- [WHAT THE EXERCISE ASKS]: The expected output is the set of lines below beginning at the one that contains "of the oval" and ending at the final line, reproduced exactly.

##### SUPPLIED DATA #####

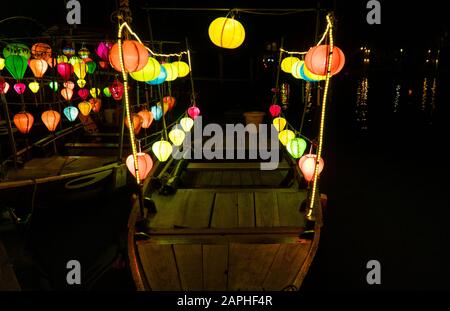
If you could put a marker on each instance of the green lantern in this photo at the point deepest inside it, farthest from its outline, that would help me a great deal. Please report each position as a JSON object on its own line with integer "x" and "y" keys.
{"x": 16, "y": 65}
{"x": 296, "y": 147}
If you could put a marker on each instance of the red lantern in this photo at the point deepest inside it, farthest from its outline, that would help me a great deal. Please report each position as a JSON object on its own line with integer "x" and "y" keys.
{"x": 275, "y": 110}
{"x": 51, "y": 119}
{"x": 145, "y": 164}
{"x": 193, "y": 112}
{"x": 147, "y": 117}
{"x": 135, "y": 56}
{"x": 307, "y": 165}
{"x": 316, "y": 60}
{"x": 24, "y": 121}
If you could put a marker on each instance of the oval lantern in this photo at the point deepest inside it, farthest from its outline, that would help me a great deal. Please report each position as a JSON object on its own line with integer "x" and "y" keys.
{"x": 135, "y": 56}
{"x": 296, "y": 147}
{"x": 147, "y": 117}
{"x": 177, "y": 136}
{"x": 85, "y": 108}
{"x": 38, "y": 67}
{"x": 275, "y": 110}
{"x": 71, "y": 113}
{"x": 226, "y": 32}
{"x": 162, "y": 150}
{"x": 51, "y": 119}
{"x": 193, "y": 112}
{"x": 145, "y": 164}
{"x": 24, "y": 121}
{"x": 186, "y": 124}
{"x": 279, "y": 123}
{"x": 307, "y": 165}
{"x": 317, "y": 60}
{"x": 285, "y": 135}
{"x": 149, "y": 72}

#####

- [FINISHED EXERCISE]:
If you could put a marker on each instance of the oval lantern in this photo at the point deepest inside it, farthest from its outline, that would help me a great deal. Please report each position as a JSON object on its own line with integer "x" and "y" keys.
{"x": 135, "y": 56}
{"x": 296, "y": 147}
{"x": 147, "y": 117}
{"x": 177, "y": 136}
{"x": 85, "y": 108}
{"x": 38, "y": 67}
{"x": 275, "y": 110}
{"x": 71, "y": 113}
{"x": 226, "y": 32}
{"x": 162, "y": 150}
{"x": 51, "y": 119}
{"x": 193, "y": 112}
{"x": 145, "y": 164}
{"x": 24, "y": 121}
{"x": 186, "y": 124}
{"x": 279, "y": 123}
{"x": 307, "y": 165}
{"x": 317, "y": 60}
{"x": 285, "y": 135}
{"x": 149, "y": 72}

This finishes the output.